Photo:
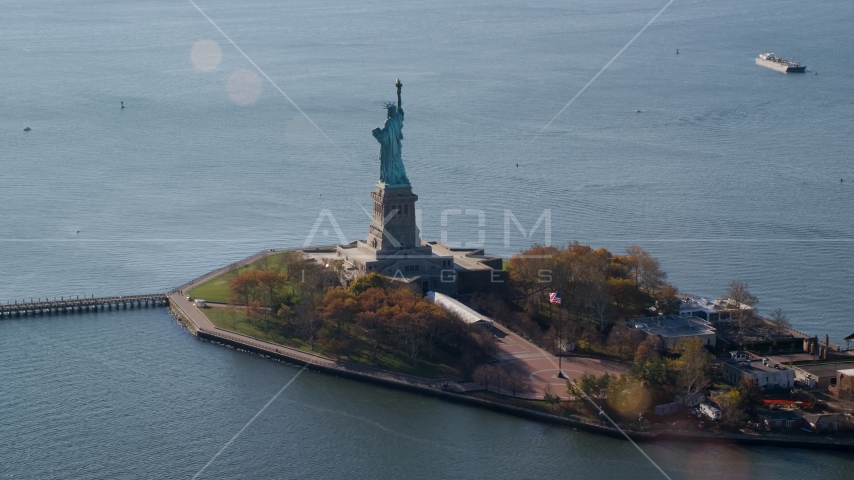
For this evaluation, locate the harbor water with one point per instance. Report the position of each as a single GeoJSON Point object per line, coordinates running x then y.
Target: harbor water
{"type": "Point", "coordinates": [720, 168]}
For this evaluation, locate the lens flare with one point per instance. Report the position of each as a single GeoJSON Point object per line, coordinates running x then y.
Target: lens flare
{"type": "Point", "coordinates": [206, 55]}
{"type": "Point", "coordinates": [244, 87]}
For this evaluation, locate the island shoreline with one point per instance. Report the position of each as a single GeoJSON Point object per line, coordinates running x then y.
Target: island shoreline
{"type": "Point", "coordinates": [542, 417]}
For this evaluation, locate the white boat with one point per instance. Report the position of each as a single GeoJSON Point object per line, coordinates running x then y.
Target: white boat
{"type": "Point", "coordinates": [771, 61]}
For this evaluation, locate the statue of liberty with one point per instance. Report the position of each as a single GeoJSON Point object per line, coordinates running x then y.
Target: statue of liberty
{"type": "Point", "coordinates": [392, 172]}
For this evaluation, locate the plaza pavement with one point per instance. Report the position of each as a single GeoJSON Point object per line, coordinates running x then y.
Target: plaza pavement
{"type": "Point", "coordinates": [540, 368]}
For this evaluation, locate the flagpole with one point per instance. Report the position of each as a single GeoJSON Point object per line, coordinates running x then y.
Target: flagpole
{"type": "Point", "coordinates": [559, 348]}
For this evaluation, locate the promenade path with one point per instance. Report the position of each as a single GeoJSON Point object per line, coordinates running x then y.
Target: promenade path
{"type": "Point", "coordinates": [540, 368]}
{"type": "Point", "coordinates": [516, 354]}
{"type": "Point", "coordinates": [200, 323]}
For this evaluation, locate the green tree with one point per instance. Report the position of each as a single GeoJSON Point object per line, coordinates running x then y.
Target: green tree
{"type": "Point", "coordinates": [365, 282]}
{"type": "Point", "coordinates": [780, 321]}
{"type": "Point", "coordinates": [694, 366]}
{"type": "Point", "coordinates": [740, 300]}
{"type": "Point", "coordinates": [730, 403]}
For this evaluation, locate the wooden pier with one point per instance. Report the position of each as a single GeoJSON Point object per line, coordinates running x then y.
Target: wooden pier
{"type": "Point", "coordinates": [64, 305]}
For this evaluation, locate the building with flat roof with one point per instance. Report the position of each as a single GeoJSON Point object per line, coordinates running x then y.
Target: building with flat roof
{"type": "Point", "coordinates": [765, 376]}
{"type": "Point", "coordinates": [674, 329]}
{"type": "Point", "coordinates": [820, 375]}
{"type": "Point", "coordinates": [717, 310]}
{"type": "Point", "coordinates": [459, 310]}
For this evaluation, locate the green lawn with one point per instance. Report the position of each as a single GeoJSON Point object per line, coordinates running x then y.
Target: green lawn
{"type": "Point", "coordinates": [221, 317]}
{"type": "Point", "coordinates": [442, 365]}
{"type": "Point", "coordinates": [216, 289]}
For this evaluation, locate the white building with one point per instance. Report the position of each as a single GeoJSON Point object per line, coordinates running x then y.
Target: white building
{"type": "Point", "coordinates": [716, 310]}
{"type": "Point", "coordinates": [458, 309]}
{"type": "Point", "coordinates": [765, 376]}
{"type": "Point", "coordinates": [674, 329]}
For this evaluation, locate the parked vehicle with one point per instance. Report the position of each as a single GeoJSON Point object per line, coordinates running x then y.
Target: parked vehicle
{"type": "Point", "coordinates": [712, 412]}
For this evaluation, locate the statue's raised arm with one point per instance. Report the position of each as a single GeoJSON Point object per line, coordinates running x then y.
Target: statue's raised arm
{"type": "Point", "coordinates": [392, 172]}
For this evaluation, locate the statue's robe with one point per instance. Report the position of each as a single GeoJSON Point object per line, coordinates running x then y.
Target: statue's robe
{"type": "Point", "coordinates": [390, 136]}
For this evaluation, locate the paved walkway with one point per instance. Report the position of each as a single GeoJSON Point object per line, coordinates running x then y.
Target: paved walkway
{"type": "Point", "coordinates": [516, 355]}
{"type": "Point", "coordinates": [540, 368]}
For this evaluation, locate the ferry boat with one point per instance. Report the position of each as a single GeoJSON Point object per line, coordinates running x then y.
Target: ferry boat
{"type": "Point", "coordinates": [771, 61]}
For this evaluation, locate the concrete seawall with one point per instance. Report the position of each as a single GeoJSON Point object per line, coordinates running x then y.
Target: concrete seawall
{"type": "Point", "coordinates": [307, 360]}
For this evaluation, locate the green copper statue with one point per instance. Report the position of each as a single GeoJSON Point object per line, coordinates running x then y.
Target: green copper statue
{"type": "Point", "coordinates": [392, 173]}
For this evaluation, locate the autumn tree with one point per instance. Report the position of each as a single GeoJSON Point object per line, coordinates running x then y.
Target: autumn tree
{"type": "Point", "coordinates": [780, 321]}
{"type": "Point", "coordinates": [270, 282]}
{"type": "Point", "coordinates": [623, 341]}
{"type": "Point", "coordinates": [846, 388]}
{"type": "Point", "coordinates": [649, 348]}
{"type": "Point", "coordinates": [485, 375]}
{"type": "Point", "coordinates": [245, 287]}
{"type": "Point", "coordinates": [308, 322]}
{"type": "Point", "coordinates": [339, 308]}
{"type": "Point", "coordinates": [749, 391]}
{"type": "Point", "coordinates": [645, 269]}
{"type": "Point", "coordinates": [627, 395]}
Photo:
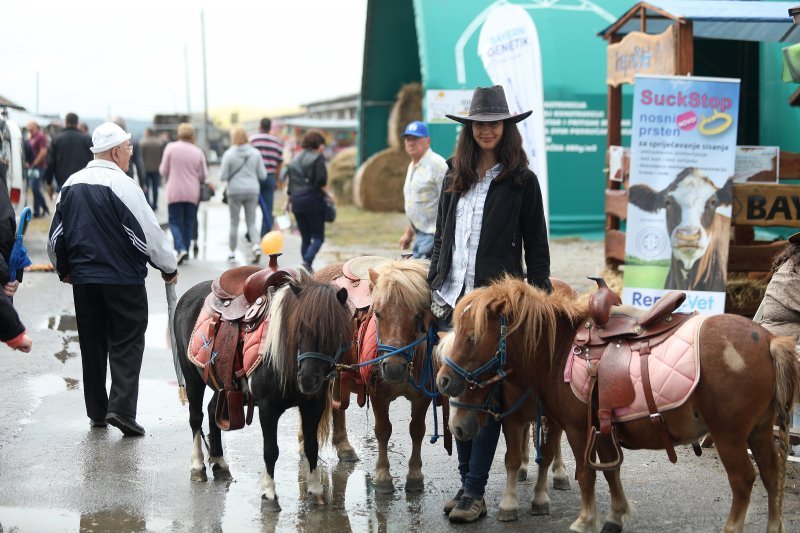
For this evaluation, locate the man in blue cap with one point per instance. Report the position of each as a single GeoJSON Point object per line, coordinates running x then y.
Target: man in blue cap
{"type": "Point", "coordinates": [421, 190]}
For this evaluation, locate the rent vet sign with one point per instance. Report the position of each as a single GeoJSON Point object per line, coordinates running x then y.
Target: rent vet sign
{"type": "Point", "coordinates": [683, 151]}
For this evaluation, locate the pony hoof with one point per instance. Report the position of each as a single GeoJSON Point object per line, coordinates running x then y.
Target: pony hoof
{"type": "Point", "coordinates": [561, 484]}
{"type": "Point", "coordinates": [540, 509]}
{"type": "Point", "coordinates": [611, 527]}
{"type": "Point", "coordinates": [271, 506]}
{"type": "Point", "coordinates": [221, 474]}
{"type": "Point", "coordinates": [414, 485]}
{"type": "Point", "coordinates": [384, 487]}
{"type": "Point", "coordinates": [509, 515]}
{"type": "Point", "coordinates": [348, 456]}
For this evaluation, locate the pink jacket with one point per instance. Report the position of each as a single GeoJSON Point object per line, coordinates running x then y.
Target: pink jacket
{"type": "Point", "coordinates": [184, 168]}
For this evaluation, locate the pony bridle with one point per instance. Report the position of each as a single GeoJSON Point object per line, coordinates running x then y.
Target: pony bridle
{"type": "Point", "coordinates": [333, 361]}
{"type": "Point", "coordinates": [497, 365]}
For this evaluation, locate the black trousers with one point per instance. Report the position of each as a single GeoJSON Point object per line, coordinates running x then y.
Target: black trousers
{"type": "Point", "coordinates": [112, 320]}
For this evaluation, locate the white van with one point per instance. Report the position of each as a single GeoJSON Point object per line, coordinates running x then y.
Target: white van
{"type": "Point", "coordinates": [12, 157]}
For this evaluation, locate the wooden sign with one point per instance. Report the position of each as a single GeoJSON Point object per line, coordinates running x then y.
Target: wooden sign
{"type": "Point", "coordinates": [766, 205]}
{"type": "Point", "coordinates": [640, 53]}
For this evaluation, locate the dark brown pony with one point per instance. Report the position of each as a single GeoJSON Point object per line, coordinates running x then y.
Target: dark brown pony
{"type": "Point", "coordinates": [735, 354]}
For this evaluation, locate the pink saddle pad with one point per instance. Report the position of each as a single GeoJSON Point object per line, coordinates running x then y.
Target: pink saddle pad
{"type": "Point", "coordinates": [202, 342]}
{"type": "Point", "coordinates": [674, 373]}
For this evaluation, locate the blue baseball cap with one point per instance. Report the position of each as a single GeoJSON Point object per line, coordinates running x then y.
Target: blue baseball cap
{"type": "Point", "coordinates": [417, 129]}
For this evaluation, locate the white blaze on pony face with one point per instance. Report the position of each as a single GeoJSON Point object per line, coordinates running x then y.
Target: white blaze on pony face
{"type": "Point", "coordinates": [690, 211]}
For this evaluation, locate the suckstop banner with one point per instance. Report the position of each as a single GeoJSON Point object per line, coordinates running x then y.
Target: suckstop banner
{"type": "Point", "coordinates": [683, 151]}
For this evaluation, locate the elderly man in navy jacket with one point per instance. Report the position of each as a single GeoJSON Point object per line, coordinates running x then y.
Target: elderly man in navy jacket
{"type": "Point", "coordinates": [102, 236]}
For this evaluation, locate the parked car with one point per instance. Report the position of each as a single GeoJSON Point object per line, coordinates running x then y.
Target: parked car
{"type": "Point", "coordinates": [12, 158]}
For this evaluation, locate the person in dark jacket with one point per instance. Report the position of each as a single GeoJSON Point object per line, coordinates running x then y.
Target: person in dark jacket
{"type": "Point", "coordinates": [489, 210]}
{"type": "Point", "coordinates": [102, 237]}
{"type": "Point", "coordinates": [308, 179]}
{"type": "Point", "coordinates": [12, 331]}
{"type": "Point", "coordinates": [69, 152]}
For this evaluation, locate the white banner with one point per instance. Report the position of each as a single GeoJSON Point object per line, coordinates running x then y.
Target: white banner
{"type": "Point", "coordinates": [508, 45]}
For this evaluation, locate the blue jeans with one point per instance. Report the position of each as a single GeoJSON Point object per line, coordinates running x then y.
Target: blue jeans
{"type": "Point", "coordinates": [423, 245]}
{"type": "Point", "coordinates": [266, 200]}
{"type": "Point", "coordinates": [39, 202]}
{"type": "Point", "coordinates": [312, 232]}
{"type": "Point", "coordinates": [182, 216]}
{"type": "Point", "coordinates": [152, 180]}
{"type": "Point", "coordinates": [475, 458]}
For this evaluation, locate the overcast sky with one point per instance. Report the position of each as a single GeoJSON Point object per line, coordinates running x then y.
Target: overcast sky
{"type": "Point", "coordinates": [102, 59]}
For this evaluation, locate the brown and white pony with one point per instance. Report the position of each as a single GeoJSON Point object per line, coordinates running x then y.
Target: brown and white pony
{"type": "Point", "coordinates": [735, 354]}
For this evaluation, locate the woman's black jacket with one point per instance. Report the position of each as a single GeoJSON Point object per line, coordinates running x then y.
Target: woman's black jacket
{"type": "Point", "coordinates": [513, 218]}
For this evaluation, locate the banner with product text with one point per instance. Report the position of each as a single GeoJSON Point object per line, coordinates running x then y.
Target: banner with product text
{"type": "Point", "coordinates": [683, 155]}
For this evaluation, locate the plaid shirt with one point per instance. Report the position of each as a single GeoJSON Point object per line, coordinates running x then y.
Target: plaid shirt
{"type": "Point", "coordinates": [469, 219]}
{"type": "Point", "coordinates": [421, 191]}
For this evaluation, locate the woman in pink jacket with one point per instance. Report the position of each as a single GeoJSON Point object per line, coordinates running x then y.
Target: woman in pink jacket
{"type": "Point", "coordinates": [184, 167]}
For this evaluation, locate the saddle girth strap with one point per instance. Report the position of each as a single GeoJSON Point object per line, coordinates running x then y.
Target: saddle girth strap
{"type": "Point", "coordinates": [226, 348]}
{"type": "Point", "coordinates": [655, 417]}
{"type": "Point", "coordinates": [592, 433]}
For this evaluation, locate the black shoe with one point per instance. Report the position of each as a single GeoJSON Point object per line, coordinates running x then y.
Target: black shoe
{"type": "Point", "coordinates": [127, 425]}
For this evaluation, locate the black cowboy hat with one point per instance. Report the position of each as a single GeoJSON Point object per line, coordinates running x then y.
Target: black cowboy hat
{"type": "Point", "coordinates": [488, 105]}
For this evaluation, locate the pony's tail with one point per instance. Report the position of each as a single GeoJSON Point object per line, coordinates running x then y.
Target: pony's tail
{"type": "Point", "coordinates": [325, 422]}
{"type": "Point", "coordinates": [787, 374]}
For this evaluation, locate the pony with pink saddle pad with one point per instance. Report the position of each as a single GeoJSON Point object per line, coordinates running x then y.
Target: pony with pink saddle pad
{"type": "Point", "coordinates": [518, 338]}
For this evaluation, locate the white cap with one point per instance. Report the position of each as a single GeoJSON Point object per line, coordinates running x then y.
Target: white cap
{"type": "Point", "coordinates": [106, 136]}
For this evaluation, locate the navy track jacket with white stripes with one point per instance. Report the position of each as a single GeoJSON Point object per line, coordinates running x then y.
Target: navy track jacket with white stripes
{"type": "Point", "coordinates": [104, 232]}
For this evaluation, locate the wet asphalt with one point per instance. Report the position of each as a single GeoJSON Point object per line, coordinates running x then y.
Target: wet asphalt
{"type": "Point", "coordinates": [58, 474]}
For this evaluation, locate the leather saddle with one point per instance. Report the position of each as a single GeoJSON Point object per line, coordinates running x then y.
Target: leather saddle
{"type": "Point", "coordinates": [607, 341]}
{"type": "Point", "coordinates": [238, 302]}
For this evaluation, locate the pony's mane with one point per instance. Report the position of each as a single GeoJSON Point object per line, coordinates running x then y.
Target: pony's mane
{"type": "Point", "coordinates": [526, 308]}
{"type": "Point", "coordinates": [314, 313]}
{"type": "Point", "coordinates": [404, 280]}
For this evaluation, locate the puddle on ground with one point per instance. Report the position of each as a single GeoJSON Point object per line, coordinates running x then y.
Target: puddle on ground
{"type": "Point", "coordinates": [53, 520]}
{"type": "Point", "coordinates": [62, 323]}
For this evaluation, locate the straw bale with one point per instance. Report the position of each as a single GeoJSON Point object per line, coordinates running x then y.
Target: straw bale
{"type": "Point", "coordinates": [407, 108]}
{"type": "Point", "coordinates": [341, 171]}
{"type": "Point", "coordinates": [378, 185]}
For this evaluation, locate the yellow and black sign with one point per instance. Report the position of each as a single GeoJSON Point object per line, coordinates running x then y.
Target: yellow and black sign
{"type": "Point", "coordinates": [766, 205]}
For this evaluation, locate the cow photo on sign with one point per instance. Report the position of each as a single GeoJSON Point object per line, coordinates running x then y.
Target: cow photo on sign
{"type": "Point", "coordinates": [680, 190]}
{"type": "Point", "coordinates": [697, 231]}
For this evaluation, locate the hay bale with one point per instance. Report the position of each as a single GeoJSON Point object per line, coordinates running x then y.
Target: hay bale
{"type": "Point", "coordinates": [407, 108]}
{"type": "Point", "coordinates": [378, 185]}
{"type": "Point", "coordinates": [341, 171]}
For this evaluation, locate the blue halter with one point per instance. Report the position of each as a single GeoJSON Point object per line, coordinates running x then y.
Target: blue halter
{"type": "Point", "coordinates": [491, 405]}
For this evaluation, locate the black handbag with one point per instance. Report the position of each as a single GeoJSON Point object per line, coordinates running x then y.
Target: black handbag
{"type": "Point", "coordinates": [330, 209]}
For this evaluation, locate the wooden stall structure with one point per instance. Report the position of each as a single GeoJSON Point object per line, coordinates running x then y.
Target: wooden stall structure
{"type": "Point", "coordinates": [661, 37]}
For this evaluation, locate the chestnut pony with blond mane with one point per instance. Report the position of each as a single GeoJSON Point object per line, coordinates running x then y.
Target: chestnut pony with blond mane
{"type": "Point", "coordinates": [540, 333]}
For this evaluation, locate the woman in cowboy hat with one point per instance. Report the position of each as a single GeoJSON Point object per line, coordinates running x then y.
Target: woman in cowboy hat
{"type": "Point", "coordinates": [490, 208]}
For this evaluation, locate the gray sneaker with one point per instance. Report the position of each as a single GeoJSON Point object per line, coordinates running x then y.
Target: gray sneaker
{"type": "Point", "coordinates": [467, 510]}
{"type": "Point", "coordinates": [452, 503]}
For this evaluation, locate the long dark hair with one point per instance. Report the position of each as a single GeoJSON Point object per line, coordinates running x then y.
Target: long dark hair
{"type": "Point", "coordinates": [790, 251]}
{"type": "Point", "coordinates": [464, 172]}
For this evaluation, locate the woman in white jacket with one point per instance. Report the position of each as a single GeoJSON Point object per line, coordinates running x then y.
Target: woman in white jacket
{"type": "Point", "coordinates": [243, 169]}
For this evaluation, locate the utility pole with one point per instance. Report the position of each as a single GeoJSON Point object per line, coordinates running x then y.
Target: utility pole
{"type": "Point", "coordinates": [205, 81]}
{"type": "Point", "coordinates": [186, 75]}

^^^^^^^^

Stated exercise:
Begin with the line that contains "For this evaluation, locate the chestnut" and end with the last line of the records; set down every line in that span exactly, and nothing else.

Solution for this task:
For this evaluation, locate the chestnut pony with blond mane with one point per instance. Report the position of each as a single GeoJSON Point object per line, coordinates running x then y.
Target: chestnut pony with blond mane
{"type": "Point", "coordinates": [540, 333]}
For this evaluation, locate the woman in cowboy hat with one point per instance. Report the position of each as a single GeoJSON Point object per line, coordinates running x then y.
Target: woman in cowboy hat
{"type": "Point", "coordinates": [490, 208]}
For this evaluation, locate the gray sneaker with one point per instance. Report the position of each as a single GeoJSON Point object per line, coordinates running x then y.
Target: gray sneaker
{"type": "Point", "coordinates": [467, 510]}
{"type": "Point", "coordinates": [452, 503]}
For this evaluation, locate the long dark hair with one point per instance. Report the position of each as a single GeoJSON Point object per line, coordinates running x then y.
Target: long dark hair
{"type": "Point", "coordinates": [790, 251]}
{"type": "Point", "coordinates": [464, 172]}
For this evaluation, locate the woman in white jacket with one point per instance. Report the position of each as a single GeoJSON Point object per line, coordinates running x then y.
Target: woman in white jacket
{"type": "Point", "coordinates": [243, 169]}
For this evaluation, locate the utility pole with one point per instance. Report the position of each as a single GeoJSON Point object per line, coordinates running x then y.
Target: utility pole
{"type": "Point", "coordinates": [205, 81]}
{"type": "Point", "coordinates": [186, 75]}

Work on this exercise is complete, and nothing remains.